What this task involves:
Write out the part of the weight-loss forum thread that opens with the words containing "Tricia ~ Glad" and closes with "haven't been on.".

Passage:
KellieB 05-04-2005 08:11 AM

Good Morning Ladies! How is your Wednesday starting off? I weighed in this morning and lost 1 pound. Not too bad. I am happy with that considering the fluctuations the week before! How is everyone else doing?

I did get up and do my Crunch fitness tape this morning. It is so cold, that I did not want to walk outside. So I did the tape for 30 mins. I used this tape before when I lost weight before the girls were born. It is not too bad.

Tricia ~ Glad to hear that you had a good time on your trip! I would love to get away, but I don't think it will happen for a while. We have too much going on here.

Lori ~ I hear you about the cookies too! I made some orange slice cookies for dh on Monday. I have done pretty well with them. We actually have about 3/4 of them left, which is rare 2 days later! YEAH!

Well, I think the girls are up to start their day! Have a wonderful day!

Kellie

JaneH 05-04-2005 10:13 AM

Hi and good morning to everyone. Sorry I haven't been on.
I am happy to say that I am down another 2 lbs since I weighed in 2 weeks ago. Slow and steady wins the race I guess.
I am finding that my will power comes and goes. Its easy to pass snacks up at home, but when a coworker brings in donuts its hard to say no.
I haven't figured out how to get excercise into my day yet either. How do you guys do it? Do you get up before everyone else?

busymom2four 05-04-2005 11:35 AM

Good morning ladies!

Well, on official Wednesday weigh in I am down three pounds since last Wednesday. I am super happy about that. I don't actually think I've lost all those pounds this week. I have not had a great week so far. However, I was up that strange pound last week after being SUPER good so I think that last week I was retaining water. That is were most of my weight loss came from.

Okay ladies. I am sick of dieting. I feel ready to just stop. I haven't had such a hard time since I began. I know I've probably said that before, but now it's really true. I don't really want to do this anymore. I just want to eat those doughnuts and melted cheese sandwiches and fatty soups. I want a big old hamburger instead of a salad. I don't want to exercise. Sigh. Yesterday I blew it again. I don't even know how much I ate. Help me ladies! I told my husband that I just want to get pregnant now because I can't diet when I'm pregnant. I even thought...well if I'm pregnant at least 300 calories a day go to the baby. What is wrong with me? Why am I feeling like this?

Dataset rows:
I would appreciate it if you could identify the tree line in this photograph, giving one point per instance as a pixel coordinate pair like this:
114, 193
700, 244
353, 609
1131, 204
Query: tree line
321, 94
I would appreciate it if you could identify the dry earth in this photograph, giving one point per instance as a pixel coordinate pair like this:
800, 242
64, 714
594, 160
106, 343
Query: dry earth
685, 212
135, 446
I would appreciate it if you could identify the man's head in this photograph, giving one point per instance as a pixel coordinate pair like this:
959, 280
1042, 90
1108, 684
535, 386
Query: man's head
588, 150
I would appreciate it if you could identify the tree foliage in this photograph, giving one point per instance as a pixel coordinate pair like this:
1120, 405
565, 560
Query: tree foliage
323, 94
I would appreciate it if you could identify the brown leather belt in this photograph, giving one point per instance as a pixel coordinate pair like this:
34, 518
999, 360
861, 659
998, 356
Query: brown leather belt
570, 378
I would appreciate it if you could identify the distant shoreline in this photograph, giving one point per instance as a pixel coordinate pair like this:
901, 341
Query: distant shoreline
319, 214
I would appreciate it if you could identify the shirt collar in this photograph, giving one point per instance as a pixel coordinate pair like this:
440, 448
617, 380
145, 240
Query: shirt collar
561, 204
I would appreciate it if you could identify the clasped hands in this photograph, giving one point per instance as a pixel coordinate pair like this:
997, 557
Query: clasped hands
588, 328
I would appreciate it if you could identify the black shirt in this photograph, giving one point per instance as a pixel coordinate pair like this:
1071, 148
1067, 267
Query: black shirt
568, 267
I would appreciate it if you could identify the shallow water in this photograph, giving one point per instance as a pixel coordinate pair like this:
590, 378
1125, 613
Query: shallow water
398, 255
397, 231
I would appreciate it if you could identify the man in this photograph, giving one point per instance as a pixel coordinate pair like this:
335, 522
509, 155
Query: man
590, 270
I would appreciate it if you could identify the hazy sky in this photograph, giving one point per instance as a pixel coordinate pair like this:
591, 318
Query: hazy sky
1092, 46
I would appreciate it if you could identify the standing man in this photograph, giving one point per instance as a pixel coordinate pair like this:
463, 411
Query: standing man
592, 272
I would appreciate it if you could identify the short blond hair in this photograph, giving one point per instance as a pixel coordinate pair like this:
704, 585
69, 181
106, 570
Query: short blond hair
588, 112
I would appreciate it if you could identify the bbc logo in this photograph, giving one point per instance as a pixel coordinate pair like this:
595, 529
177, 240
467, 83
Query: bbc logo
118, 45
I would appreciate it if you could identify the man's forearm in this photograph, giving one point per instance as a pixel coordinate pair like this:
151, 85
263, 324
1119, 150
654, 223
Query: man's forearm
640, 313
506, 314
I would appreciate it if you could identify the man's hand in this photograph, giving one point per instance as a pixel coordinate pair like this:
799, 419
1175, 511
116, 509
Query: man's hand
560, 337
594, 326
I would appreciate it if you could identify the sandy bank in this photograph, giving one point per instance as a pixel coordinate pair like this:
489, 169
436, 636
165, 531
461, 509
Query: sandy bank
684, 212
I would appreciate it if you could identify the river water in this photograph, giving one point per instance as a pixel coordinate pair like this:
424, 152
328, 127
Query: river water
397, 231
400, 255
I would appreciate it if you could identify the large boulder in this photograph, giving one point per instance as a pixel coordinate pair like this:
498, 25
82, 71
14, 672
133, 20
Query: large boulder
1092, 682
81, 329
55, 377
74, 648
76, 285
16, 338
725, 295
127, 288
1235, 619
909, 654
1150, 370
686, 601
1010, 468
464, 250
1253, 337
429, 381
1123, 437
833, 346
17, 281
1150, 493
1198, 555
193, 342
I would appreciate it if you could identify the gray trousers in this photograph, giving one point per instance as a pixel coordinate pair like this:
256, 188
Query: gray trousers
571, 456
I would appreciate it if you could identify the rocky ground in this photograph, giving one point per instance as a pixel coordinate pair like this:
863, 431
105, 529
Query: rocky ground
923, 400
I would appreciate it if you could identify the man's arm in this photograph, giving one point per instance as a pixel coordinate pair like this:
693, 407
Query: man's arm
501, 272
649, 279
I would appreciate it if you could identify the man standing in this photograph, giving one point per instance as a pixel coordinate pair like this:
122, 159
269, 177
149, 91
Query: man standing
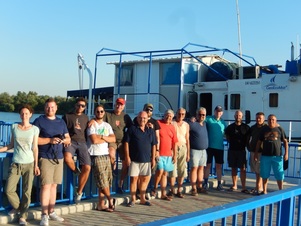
237, 136
53, 135
255, 165
77, 123
215, 127
183, 153
119, 122
270, 138
151, 123
99, 135
198, 154
167, 152
140, 149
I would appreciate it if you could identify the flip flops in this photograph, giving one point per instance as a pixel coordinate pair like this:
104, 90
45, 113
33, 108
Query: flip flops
246, 191
166, 198
232, 189
130, 204
147, 203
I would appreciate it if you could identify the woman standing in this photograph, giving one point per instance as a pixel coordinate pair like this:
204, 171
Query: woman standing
24, 140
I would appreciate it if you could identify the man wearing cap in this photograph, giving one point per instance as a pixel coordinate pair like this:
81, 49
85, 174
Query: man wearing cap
167, 152
215, 127
151, 123
119, 122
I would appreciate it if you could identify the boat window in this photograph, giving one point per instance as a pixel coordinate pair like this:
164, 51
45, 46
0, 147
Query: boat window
273, 100
235, 101
190, 73
226, 102
170, 73
206, 102
126, 76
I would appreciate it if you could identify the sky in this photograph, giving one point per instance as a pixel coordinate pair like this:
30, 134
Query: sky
40, 40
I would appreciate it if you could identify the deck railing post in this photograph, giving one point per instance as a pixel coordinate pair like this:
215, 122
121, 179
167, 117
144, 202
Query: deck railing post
287, 212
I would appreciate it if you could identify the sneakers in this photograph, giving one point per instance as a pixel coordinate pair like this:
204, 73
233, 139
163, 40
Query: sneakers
78, 198
44, 220
53, 216
220, 187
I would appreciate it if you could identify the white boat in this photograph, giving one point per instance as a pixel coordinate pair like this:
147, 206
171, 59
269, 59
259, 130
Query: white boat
198, 75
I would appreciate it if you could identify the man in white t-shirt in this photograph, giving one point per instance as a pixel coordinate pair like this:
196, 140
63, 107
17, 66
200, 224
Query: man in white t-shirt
99, 135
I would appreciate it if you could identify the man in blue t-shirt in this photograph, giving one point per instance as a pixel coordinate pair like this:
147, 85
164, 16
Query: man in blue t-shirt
53, 135
215, 126
198, 155
140, 147
270, 140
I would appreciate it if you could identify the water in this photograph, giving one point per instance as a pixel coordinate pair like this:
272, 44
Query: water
15, 117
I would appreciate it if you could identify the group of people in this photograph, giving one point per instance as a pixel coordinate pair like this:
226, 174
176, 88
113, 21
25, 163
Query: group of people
152, 152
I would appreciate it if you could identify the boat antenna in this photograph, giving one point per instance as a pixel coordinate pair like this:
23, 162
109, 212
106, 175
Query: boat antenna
239, 36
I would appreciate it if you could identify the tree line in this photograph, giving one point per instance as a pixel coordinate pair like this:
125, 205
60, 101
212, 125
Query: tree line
12, 103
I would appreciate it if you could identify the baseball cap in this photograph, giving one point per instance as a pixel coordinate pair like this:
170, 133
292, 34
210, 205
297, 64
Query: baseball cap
148, 106
218, 108
120, 101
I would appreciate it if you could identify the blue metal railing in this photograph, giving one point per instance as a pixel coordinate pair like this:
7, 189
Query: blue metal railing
276, 208
66, 190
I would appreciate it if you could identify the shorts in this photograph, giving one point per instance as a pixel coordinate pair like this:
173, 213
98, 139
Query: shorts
274, 162
102, 171
237, 159
81, 151
198, 157
120, 149
140, 169
255, 166
165, 163
180, 169
217, 154
51, 171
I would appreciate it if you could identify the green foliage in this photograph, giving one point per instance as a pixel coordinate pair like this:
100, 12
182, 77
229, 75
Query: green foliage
12, 103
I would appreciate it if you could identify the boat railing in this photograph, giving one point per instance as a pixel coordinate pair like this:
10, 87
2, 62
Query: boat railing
276, 208
68, 187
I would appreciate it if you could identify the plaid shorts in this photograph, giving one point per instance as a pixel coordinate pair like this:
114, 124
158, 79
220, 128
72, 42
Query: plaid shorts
102, 171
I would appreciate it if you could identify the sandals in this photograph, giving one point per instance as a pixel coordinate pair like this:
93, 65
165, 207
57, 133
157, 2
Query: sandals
105, 209
232, 189
153, 192
194, 192
113, 205
180, 195
147, 203
130, 204
170, 194
246, 191
166, 198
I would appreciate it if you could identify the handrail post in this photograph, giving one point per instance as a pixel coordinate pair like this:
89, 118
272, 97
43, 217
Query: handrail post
286, 212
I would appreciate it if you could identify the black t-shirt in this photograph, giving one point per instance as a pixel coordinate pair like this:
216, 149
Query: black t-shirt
271, 140
140, 143
237, 136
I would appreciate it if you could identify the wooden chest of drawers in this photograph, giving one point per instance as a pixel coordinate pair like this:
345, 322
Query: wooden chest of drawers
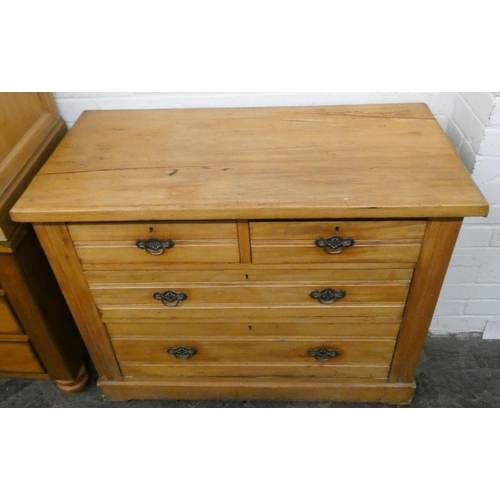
38, 336
263, 253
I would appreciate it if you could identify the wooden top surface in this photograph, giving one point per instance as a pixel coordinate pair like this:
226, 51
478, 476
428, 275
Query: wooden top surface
379, 161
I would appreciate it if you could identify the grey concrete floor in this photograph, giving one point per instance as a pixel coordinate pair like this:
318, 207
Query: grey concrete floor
454, 372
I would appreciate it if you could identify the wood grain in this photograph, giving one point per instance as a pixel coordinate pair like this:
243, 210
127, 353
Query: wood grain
8, 322
261, 294
39, 306
253, 313
251, 164
281, 389
60, 252
141, 372
244, 274
16, 357
358, 230
250, 350
437, 249
30, 129
277, 330
296, 252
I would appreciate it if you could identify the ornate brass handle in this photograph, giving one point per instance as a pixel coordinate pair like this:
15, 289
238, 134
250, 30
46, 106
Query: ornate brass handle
170, 298
182, 352
324, 354
335, 244
328, 296
155, 246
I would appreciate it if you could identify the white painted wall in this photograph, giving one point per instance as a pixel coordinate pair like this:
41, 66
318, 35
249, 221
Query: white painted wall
471, 295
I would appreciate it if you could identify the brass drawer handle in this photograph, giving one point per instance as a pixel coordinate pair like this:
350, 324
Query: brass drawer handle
182, 352
155, 246
328, 296
170, 298
335, 244
324, 354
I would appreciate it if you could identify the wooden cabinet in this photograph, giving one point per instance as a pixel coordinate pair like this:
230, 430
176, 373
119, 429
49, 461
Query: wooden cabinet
291, 253
38, 336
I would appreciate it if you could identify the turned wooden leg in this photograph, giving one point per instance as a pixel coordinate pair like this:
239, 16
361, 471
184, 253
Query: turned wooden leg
77, 385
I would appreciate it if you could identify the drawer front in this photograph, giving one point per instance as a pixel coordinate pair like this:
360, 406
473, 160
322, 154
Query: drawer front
155, 243
248, 274
18, 357
254, 357
8, 322
282, 331
336, 242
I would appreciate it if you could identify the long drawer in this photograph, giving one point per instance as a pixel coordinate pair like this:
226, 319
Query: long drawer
320, 357
8, 322
191, 300
284, 331
336, 242
156, 243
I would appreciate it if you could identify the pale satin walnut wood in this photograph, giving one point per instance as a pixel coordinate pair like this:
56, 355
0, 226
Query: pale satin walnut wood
289, 253
38, 337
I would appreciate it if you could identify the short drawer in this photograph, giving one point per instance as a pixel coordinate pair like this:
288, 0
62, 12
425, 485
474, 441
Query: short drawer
155, 243
320, 357
336, 242
8, 322
18, 357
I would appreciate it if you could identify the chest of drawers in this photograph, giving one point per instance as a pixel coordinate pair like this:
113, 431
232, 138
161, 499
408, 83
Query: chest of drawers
290, 253
38, 337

Full output:
Tricia ~ Glad to hear that you had a good time on your trip! I would love to get away, but I don't think it will happen for a while. We have too much going on here.

Lori ~ I hear you about the cookies too! I made some orange slice cookies for dh on Monday. I have done pretty well with them. We actually have about 3/4 of them left, which is rare 2 days later! YEAH!

Well, I think the girls are up to start their day! Have a wonderful day!

Kellie

JaneH 05-04-2005 10:13 AM

Hi and good morning to everyone. Sorry I haven't been on.